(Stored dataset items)
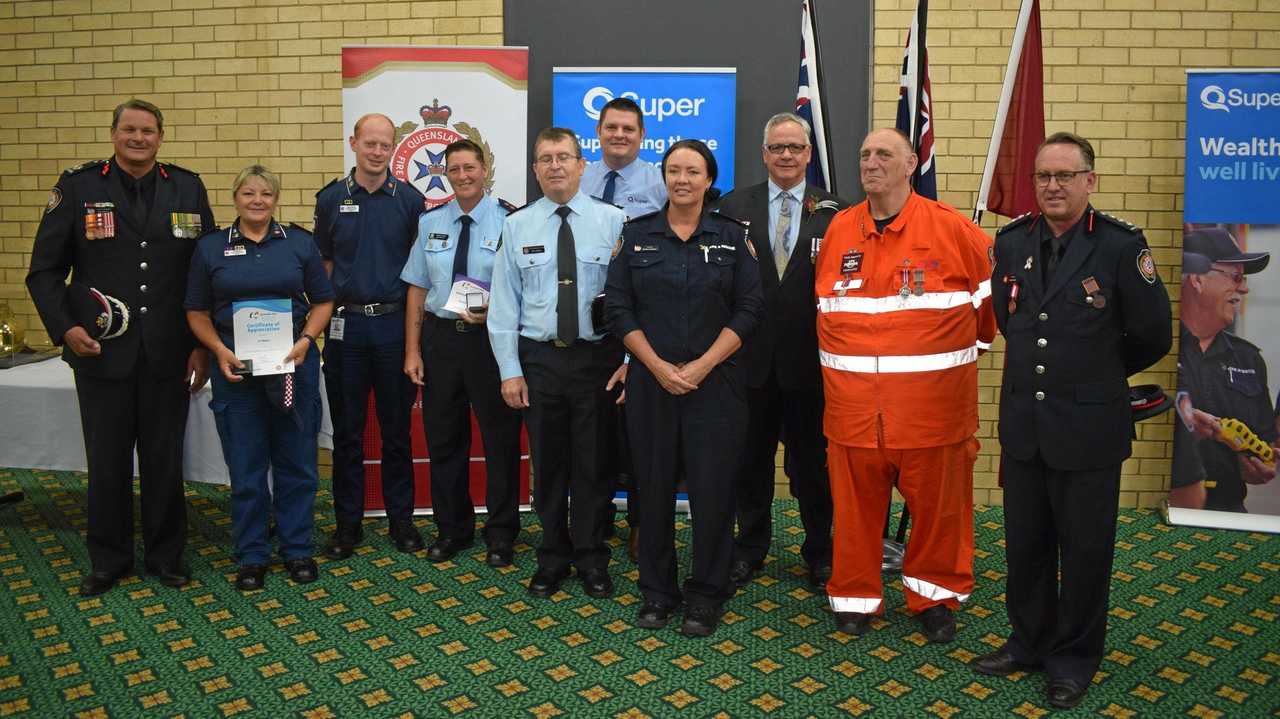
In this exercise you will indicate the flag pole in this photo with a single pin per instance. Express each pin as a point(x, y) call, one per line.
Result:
point(1006, 94)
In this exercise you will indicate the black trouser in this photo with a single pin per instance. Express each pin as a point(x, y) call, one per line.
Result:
point(570, 421)
point(117, 415)
point(703, 431)
point(461, 375)
point(352, 366)
point(795, 417)
point(1061, 626)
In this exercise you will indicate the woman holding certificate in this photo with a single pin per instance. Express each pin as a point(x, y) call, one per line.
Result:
point(256, 297)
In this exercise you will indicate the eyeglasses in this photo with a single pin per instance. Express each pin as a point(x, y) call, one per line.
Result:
point(562, 159)
point(1064, 178)
point(1238, 276)
point(780, 147)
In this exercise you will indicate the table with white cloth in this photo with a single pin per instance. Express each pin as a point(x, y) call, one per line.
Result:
point(41, 426)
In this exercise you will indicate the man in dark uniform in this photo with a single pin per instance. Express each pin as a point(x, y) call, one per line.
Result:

**What you should do**
Can you arrange every line of the listing above as a Markdown table with the columns "Number" and "Entry", skipping blank lines and leaving the pictures out?

**Completed task**
| Number | Entry |
|---|---|
| 1 | In this exercise you will indicate the flag pole in this photo with a single pin per instance. Express each pin as a point(x, y) call, one per line. |
| 2 | Result: |
| 3 | point(1006, 94) |
| 4 | In this exercise you will indicate the black trouser in this photo with a single pin per instance. Express each pin as a point(x, y) call, one per line. |
| 5 | Result: |
| 6 | point(570, 421) |
| 7 | point(117, 415) |
| 8 | point(703, 431) |
| 9 | point(461, 375) |
| 10 | point(352, 366) |
| 11 | point(795, 417) |
| 12 | point(1061, 626) |
| 13 | In this exercise you will indicate the woman holding certificate in this photo with a single pin per instance. Express each pin as a point(x, y) call, one per line. |
| 14 | Result: |
| 15 | point(256, 297) |
| 16 | In this exercise you will indicate the eyeglasses in this photo with a single pin per instance. Express each pin as a point(x, y) call, one per line. |
| 17 | Result: |
| 18 | point(562, 159) |
| 19 | point(1064, 178) |
| 20 | point(1238, 276) |
| 21 | point(780, 147) |
| 22 | In this exercise you will indicate the table with white cloth in this photo with a single pin per instance. Express each pin as a point(x, y) call, one per line. |
| 23 | Result: |
| 24 | point(41, 426) |
| 25 | In this exercise you will indicate the man in dark uniform in this photo with a single pin per instance. Express each pin as a point(x, y) call, one per line. |
| 26 | Result: |